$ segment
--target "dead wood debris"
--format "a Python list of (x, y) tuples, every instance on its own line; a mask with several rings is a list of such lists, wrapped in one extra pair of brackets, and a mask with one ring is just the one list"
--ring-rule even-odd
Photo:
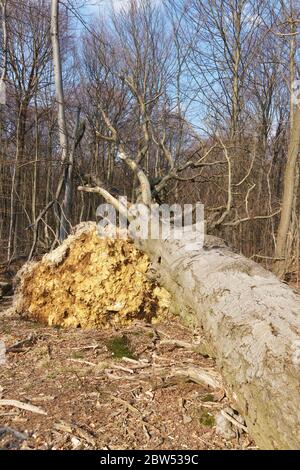
[(17, 341), (15, 344), (6, 349), (6, 352), (23, 352), (24, 347), (32, 346), (38, 340), (37, 335), (29, 333), (27, 338)]
[[(168, 339), (193, 345), (193, 333), (174, 320), (155, 326), (135, 321), (118, 330), (61, 330), (0, 315), (0, 329), (6, 344), (18, 345), (33, 333), (38, 339), (26, 343), (23, 354), (8, 354), (0, 368), (2, 427), (24, 437), (3, 432), (0, 448), (251, 446), (243, 422), (234, 425), (220, 413), (230, 402), (213, 359), (190, 347), (161, 344)], [(128, 356), (112, 354), (107, 347), (112, 338), (126, 340)], [(16, 403), (21, 406), (12, 406)], [(230, 440), (217, 434), (218, 415), (229, 424)]]
[[(148, 261), (134, 247), (102, 246), (103, 241), (95, 242), (93, 231), (94, 227), (84, 229), (74, 235), (67, 249), (60, 247), (41, 264), (23, 268), (16, 299), (23, 313), (25, 305), (33, 306), (31, 313), (26, 307), (30, 318), (56, 326), (78, 326), (80, 321), (88, 328), (50, 328), (0, 312), (1, 340), (9, 346), (6, 363), (0, 367), (0, 449), (255, 448), (242, 418), (229, 412), (233, 405), (213, 358), (206, 354), (201, 331), (193, 333), (168, 317), (170, 298), (163, 294), (163, 302), (157, 300), (156, 289), (160, 288), (146, 276), (144, 282)], [(73, 243), (82, 246), (72, 252)], [(101, 245), (97, 252), (102, 250), (97, 263), (114, 273), (114, 279), (98, 277), (97, 285), (89, 284), (99, 274), (97, 263), (90, 263), (95, 243)], [(78, 258), (82, 250), (89, 253), (85, 259)], [(113, 267), (107, 265), (111, 257)], [(133, 269), (136, 263), (139, 269), (143, 267), (139, 273)], [(140, 283), (131, 290), (133, 303), (127, 310), (116, 308), (120, 306), (116, 305), (120, 302), (118, 289), (131, 289), (129, 278), (122, 287), (116, 280), (116, 274), (124, 275), (123, 270), (130, 272), (135, 284)], [(80, 283), (86, 303), (83, 307), (76, 297), (78, 313), (68, 296), (70, 288), (73, 293)], [(103, 295), (105, 286), (117, 286), (115, 298), (95, 298), (94, 289), (99, 285)], [(38, 295), (41, 287), (47, 295)], [(20, 298), (22, 293), (26, 293), (27, 303), (25, 297)], [(49, 302), (55, 295), (53, 310)], [(160, 302), (161, 310), (158, 318), (147, 314), (145, 323), (140, 313), (143, 309), (149, 312), (152, 301)], [(99, 302), (101, 310), (96, 313)], [(68, 309), (67, 316), (57, 314), (60, 307)], [(84, 323), (84, 309), (90, 308), (90, 323)], [(155, 313), (157, 303), (153, 309)], [(160, 323), (151, 324), (153, 319)], [(102, 322), (105, 329), (98, 328)], [(230, 431), (226, 435), (220, 421)]]
[(13, 311), (52, 326), (103, 328), (169, 315), (170, 295), (147, 278), (150, 262), (132, 241), (77, 227), (56, 250), (18, 273)]
[(40, 415), (46, 415), (47, 413), (39, 408), (38, 406), (31, 405), (30, 403), (22, 403), (18, 400), (0, 400), (0, 406), (13, 406), (15, 408), (20, 408), (21, 410), (31, 411), (32, 413), (38, 413)]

------------------------------

Going back to the entries above, set down exactly the lines that begin at the one with "Python list of" and end at the one with "--ring-rule even-odd", both included, and nothing else.

--format "a Python list of (x, y) tuples, every instance on its own line; a mask with several rings is a list of such lists, wrapped in one extra pair of brackets, and a mask with one ring is just the one list"
--ring-rule even-odd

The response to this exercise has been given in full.